Starting with the line that contains "pink wire chair -> outline every instance" and going on through the end of the records, can you write out every line again, requests included, with each polygon vertex coordinate in the answers multiplied by 1.55 and rounded to a whole number, halves rounding up?
******
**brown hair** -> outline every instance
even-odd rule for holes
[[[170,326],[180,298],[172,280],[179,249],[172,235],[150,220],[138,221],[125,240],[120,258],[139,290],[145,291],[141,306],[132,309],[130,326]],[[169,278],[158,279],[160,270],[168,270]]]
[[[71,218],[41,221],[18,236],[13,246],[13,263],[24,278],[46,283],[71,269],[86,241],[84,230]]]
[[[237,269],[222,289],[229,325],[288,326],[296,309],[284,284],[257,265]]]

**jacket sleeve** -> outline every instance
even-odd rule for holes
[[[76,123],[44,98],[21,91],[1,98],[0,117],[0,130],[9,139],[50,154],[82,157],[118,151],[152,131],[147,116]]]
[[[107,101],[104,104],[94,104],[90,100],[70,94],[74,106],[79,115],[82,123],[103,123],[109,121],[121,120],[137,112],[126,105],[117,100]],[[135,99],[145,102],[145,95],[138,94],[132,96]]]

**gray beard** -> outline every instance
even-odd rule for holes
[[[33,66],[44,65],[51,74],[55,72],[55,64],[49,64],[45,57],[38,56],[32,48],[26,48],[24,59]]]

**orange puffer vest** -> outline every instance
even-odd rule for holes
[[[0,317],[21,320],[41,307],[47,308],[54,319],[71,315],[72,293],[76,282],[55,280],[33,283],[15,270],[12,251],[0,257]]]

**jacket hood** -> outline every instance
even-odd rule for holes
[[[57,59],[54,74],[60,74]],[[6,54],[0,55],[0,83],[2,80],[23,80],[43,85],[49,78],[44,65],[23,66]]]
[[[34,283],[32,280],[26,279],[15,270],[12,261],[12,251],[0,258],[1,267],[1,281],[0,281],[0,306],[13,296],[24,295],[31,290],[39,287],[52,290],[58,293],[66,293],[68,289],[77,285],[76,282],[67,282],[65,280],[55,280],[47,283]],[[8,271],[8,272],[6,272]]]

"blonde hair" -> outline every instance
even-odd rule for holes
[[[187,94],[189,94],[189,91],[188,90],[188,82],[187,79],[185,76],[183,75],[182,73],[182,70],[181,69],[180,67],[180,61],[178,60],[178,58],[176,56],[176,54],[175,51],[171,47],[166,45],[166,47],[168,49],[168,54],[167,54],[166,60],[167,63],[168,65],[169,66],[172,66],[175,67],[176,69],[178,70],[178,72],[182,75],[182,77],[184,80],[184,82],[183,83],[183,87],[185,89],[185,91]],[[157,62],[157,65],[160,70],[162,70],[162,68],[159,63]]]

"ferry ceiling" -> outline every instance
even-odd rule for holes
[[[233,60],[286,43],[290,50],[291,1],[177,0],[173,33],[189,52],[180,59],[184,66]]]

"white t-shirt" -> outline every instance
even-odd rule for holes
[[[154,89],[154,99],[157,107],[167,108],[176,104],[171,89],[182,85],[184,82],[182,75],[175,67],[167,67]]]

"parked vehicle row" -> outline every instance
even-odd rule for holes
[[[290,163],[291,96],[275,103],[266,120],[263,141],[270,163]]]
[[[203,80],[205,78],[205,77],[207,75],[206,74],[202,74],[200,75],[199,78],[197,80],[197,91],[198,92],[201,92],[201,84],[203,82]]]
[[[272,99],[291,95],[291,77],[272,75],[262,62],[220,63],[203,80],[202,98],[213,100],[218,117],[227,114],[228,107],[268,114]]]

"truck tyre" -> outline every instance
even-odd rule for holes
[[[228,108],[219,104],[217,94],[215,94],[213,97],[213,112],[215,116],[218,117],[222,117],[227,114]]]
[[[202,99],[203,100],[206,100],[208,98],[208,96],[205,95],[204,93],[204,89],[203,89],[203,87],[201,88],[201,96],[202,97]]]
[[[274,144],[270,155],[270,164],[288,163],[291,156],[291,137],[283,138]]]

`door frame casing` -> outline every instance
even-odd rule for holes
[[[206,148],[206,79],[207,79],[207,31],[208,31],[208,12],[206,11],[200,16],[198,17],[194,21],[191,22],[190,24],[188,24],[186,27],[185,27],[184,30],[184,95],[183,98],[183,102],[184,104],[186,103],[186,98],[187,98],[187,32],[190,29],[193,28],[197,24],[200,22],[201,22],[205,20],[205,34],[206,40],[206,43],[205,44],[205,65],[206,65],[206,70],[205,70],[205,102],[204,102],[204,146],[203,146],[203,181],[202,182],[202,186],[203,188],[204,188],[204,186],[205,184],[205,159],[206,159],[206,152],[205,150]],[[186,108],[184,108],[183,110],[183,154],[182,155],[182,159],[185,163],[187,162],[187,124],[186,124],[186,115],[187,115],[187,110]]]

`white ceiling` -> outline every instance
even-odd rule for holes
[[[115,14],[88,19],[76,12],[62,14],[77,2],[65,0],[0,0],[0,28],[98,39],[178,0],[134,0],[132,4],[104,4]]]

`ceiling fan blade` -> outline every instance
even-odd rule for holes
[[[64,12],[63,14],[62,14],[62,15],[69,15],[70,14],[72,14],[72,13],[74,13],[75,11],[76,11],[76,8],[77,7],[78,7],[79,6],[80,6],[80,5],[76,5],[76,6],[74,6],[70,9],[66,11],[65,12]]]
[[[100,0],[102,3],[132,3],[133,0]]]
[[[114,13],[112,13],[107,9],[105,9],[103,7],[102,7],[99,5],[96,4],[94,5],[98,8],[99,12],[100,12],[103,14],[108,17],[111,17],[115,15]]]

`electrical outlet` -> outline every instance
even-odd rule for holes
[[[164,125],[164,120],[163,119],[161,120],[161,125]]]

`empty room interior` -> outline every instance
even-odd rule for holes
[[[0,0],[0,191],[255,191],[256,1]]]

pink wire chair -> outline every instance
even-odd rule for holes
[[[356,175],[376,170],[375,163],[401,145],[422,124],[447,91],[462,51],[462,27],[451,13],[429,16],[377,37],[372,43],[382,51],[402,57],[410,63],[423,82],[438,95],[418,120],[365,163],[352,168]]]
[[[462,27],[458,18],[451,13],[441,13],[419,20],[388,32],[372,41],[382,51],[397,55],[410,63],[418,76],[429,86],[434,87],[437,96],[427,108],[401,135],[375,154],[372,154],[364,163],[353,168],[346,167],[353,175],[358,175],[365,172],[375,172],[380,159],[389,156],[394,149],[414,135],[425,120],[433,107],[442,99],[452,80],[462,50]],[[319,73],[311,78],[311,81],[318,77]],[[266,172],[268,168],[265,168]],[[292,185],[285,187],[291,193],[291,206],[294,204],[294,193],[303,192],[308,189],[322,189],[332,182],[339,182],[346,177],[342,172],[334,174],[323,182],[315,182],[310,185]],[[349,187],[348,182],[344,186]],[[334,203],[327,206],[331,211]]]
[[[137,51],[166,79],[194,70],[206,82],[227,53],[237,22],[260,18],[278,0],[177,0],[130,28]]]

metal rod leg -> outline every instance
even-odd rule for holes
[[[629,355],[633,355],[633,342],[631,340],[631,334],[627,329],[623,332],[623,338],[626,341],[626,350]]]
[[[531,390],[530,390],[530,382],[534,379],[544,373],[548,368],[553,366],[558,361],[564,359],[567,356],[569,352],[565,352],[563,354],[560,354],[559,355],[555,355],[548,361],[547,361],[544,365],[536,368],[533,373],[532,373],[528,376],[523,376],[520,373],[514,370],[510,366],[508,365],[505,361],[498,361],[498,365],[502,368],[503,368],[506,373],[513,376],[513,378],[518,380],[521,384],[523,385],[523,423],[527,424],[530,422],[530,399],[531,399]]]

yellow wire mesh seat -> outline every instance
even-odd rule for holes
******
## [RESPONSE TO THE EXERCISE]
pink wire chair -> outline every instance
even-odd rule for holes
[[[552,271],[583,264],[581,253],[622,225],[654,192],[693,141],[716,79],[716,42],[699,20],[665,25],[584,57],[577,67],[592,79],[623,88],[636,98],[656,127],[679,147],[648,186],[566,253],[546,260]]]
[[[716,42],[710,28],[699,20],[684,20],[649,31],[601,50],[577,64],[592,79],[615,85],[636,98],[648,118],[665,133],[673,135],[677,149],[662,167],[622,209],[581,239],[577,239],[564,253],[547,260],[536,259],[547,271],[555,271],[566,267],[581,267],[589,246],[603,242],[611,231],[642,209],[659,186],[671,166],[685,153],[701,124],[716,78]],[[494,113],[482,121],[482,126],[493,119]],[[412,267],[415,260],[411,260]],[[453,287],[442,290],[451,299],[451,319],[456,316],[456,299],[470,298],[477,293],[499,293],[515,282],[525,282],[536,274],[530,267],[518,270],[501,282],[488,282],[481,287]],[[541,290],[539,282],[533,288]],[[518,315],[507,319],[513,327]]]
[[[212,79],[257,122],[301,109],[319,127],[352,82],[367,34],[403,28],[431,0],[274,0],[202,43]]]

metal rod leg -> outline every instance
even-odd rule for holes
[[[975,550],[981,550],[981,530],[978,527],[978,518],[972,510],[966,515],[966,524],[970,529],[970,543]]]
[[[823,605],[822,605],[822,592],[828,587],[843,578],[849,570],[857,567],[865,560],[874,556],[879,552],[882,546],[876,546],[873,549],[868,549],[866,550],[860,550],[849,560],[848,560],[843,566],[831,570],[826,578],[825,578],[818,583],[811,583],[806,578],[797,574],[791,567],[787,566],[783,560],[772,560],[772,566],[778,570],[780,570],[784,578],[795,583],[795,586],[803,589],[808,595],[811,597],[811,656],[817,657],[822,654],[822,618],[823,618]]]

yellow wire mesh seat -> outline every instance
even-odd rule for holes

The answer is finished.